| Written exercise A |
Show every line of the rows below that contains the string "bale".

== Source excerpt ==

Denys Vlasenko <dvlasenk@redhat.com> writes:
> Signed-off-by: Denys Vlasenko <dvlasenk@redhat.com>
> CC: lguest@lists.ozlabs.org
> CC: x86@kernel.org
> CC: linux-kernel@vger.kernel.org

Oh, thanks, applied!

And now it's down to one instruction, we could change
try_deliver_interrupt() to handle this case (rather than ignoring the
interrupt altogether): just jump to the handler and leave the
stack set up.

Here's a pair of inline patches which attempt to do that (untested!).

Thanks,
Rusty.

lguest: suppress interrupts for single insn, not range.

The last patch reduced our interrupt-suppression region to one address,
so simplify the code somewhat.

Also, remove the obsolete undefined instruction ranges and the comment
which refers to lguest_guest.S instead of head_32.S.

Signed-off-by: Rusty Russell <rusty@rustcorp.com.au>

diff --git a/arch/x86/include/asm/lguest.h b/arch/x86/include/asm/lguest.h
index e2d4a4afa8c3..3bbc07a57a31 100644
--- a/arch/x86/include/asm/lguest.h
+++ b/arch/x86/include/asm/lguest.h
@@ -20,13 +20,10 @@ extern unsigned long switcher_addr;
 /* Found in switcher.S */
 extern unsigned long default_idt_entries[];
 
-/* Declarations for definitions in lguest_guest.S */
-extern char lguest_noirq_start[], lguest_noirq_end[];
+/* Declarations for definitions in arch/x86/lguest/head_32.S */
+extern char lguest_noirq_iret[];
 extern const char lgstart_cli[], lgend_cli[];
-extern const char lgstart_sti[], lgend_sti[];
-extern const char lgstart_popf[], lgend_popf[];
 extern const char lgstart_pushf[], lgend_pushf[];
-extern const char lgstart_iret[], lgend_iret[];
 
 extern void lguest_iret(void);
 extern void lguest_init(void);
diff --git a/arch/x86/lguest/boot.c b/arch/x86/lguest/boot.c
index ac4453d8520e..4c8cf656f21f 100644
--- a/arch/x86/lguest/boot.c
+++ b/arch/x86/lguest/boot.c
@@ -87,8 +87,7 @@
 
 struct lguest_data lguest_data = {
 	.hcall_status = { [0 ... LHCALL_RING_SIZE-1] = 0xFF },
-	.noirq_start = (u32)lguest_noirq_start,
-	.noirq_end = (u32)lguest_noirq_end,
+	.noirq_iret = (u32)lguest_noirq_iret,
 	.kernel_address = PAGE_OFFSET,
 	.blocked_interrupts = { 1 }, /* Block timer interrupts */
 	.syscall_vec = SYSCALL_VECTOR,
diff --git a/arch/x86/lguest/head_32.S b/arch/x86/lguest/head_32.S
index 583732cc5d18..128fe93161b4 100644
--- a/arch/x86/lguest/head_32.S
+++ b/arch/x86/lguest/head_32.S
@@ -133,9 +133,8 @@ ENTRY(lg_restore_fl)

===
== Input ==

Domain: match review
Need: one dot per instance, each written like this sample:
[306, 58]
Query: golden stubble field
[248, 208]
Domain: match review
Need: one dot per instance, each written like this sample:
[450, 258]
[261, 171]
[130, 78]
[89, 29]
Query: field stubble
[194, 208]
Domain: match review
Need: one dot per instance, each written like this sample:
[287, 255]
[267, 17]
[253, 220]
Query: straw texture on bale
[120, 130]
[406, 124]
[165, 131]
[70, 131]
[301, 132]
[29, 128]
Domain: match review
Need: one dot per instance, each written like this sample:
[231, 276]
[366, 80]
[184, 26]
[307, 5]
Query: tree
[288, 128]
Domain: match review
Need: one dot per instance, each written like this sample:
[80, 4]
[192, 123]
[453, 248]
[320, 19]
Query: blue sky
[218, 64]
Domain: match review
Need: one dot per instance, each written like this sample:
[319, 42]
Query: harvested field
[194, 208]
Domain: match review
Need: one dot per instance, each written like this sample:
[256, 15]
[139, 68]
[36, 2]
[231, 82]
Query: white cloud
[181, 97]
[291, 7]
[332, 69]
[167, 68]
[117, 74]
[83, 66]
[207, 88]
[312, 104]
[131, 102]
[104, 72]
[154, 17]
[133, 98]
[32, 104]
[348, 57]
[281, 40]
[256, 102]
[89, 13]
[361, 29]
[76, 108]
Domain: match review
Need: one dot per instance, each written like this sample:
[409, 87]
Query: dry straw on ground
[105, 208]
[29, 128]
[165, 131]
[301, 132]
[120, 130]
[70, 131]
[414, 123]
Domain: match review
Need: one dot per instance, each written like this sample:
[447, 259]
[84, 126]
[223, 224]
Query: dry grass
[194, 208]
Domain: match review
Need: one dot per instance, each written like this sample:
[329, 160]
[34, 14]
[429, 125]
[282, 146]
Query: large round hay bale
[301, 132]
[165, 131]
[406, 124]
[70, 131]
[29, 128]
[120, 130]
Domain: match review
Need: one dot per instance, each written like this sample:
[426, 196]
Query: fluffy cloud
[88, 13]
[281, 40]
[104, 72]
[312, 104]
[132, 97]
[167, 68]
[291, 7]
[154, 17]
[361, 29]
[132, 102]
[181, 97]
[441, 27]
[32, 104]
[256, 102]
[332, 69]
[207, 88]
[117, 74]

===

| Written exercise B |
Answer these questions from the lguest patch email above:
(i) Which function does Rusty suggest changing so it handles the case instead of ignoring the interrupt?
(ii) How does Rusty describe the testing status of his pair of inline patches?
(iii) Which file does the obsolete comment refer to instead of head_32.S?

| Correct answer A |
Query: straw texture on bale
Query: large round hay bale

| Correct answer B |
(i) try_deliver_interrupt()
(ii) They are untested.
(iii) lguest_guest.S